═════ Dataset ═════

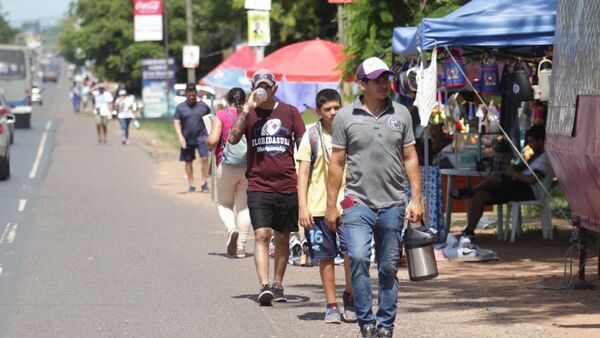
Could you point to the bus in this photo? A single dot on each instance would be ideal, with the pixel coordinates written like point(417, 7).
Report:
point(16, 81)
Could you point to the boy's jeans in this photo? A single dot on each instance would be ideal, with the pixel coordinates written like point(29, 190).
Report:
point(386, 224)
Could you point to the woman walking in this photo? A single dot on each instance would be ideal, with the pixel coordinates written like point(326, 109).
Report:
point(231, 175)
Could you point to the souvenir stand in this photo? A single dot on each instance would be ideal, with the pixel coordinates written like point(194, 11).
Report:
point(519, 33)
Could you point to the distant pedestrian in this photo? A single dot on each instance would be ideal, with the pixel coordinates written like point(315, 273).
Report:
point(103, 108)
point(375, 135)
point(192, 134)
point(272, 130)
point(314, 155)
point(126, 112)
point(232, 183)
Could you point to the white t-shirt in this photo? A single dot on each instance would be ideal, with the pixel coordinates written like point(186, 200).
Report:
point(102, 101)
point(541, 163)
point(125, 107)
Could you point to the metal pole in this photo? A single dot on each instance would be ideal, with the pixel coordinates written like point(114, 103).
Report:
point(190, 38)
point(166, 39)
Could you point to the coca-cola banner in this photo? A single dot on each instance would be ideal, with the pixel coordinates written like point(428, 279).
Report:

═════

__What is expected__. Each word of the data should be repeated exactly, and the pictures left out.

__Answer to this exercise__.
Could you point to the bus in this photo? A single dot on each instance would be ideal, with the pixel coordinates written like point(417, 7).
Report:
point(16, 81)
Could you point to the boy's jeans in this photo? A single dot on each instance would be ideal, with the pixel coordinates written like point(29, 190).
Report:
point(386, 224)
Could you point to the woman walking in this photo? A single dot on each instance would be ideal, with the pixel coordinates written like point(326, 109).
Report:
point(231, 175)
Could you point to the souvenir stand in this photo? A single dot on each instance would be ideal, with the pixel coordinates written like point(194, 11).
Report:
point(519, 33)
Could you point to the distant pedestrian in this photo? A single dot on each instance would be ideal, with the pixel coordinates written like point(315, 273).
Report:
point(103, 108)
point(375, 135)
point(192, 134)
point(272, 130)
point(314, 155)
point(126, 112)
point(232, 183)
Could you point to the white t-shirt in this photo? A single dot on each instance would be ideal, with the pixel coordinates written like point(186, 200).
Report:
point(102, 101)
point(541, 163)
point(125, 107)
Could you point to the metal pole in this photo? A single dot on each instance would be ideal, with the pixel coordinates written like point(114, 103).
Report:
point(190, 38)
point(166, 39)
Could you point to the coca-cola banner in this photo? A single dot on each instance would be ideal, with the pixel coordinates written like point(428, 279).
Report:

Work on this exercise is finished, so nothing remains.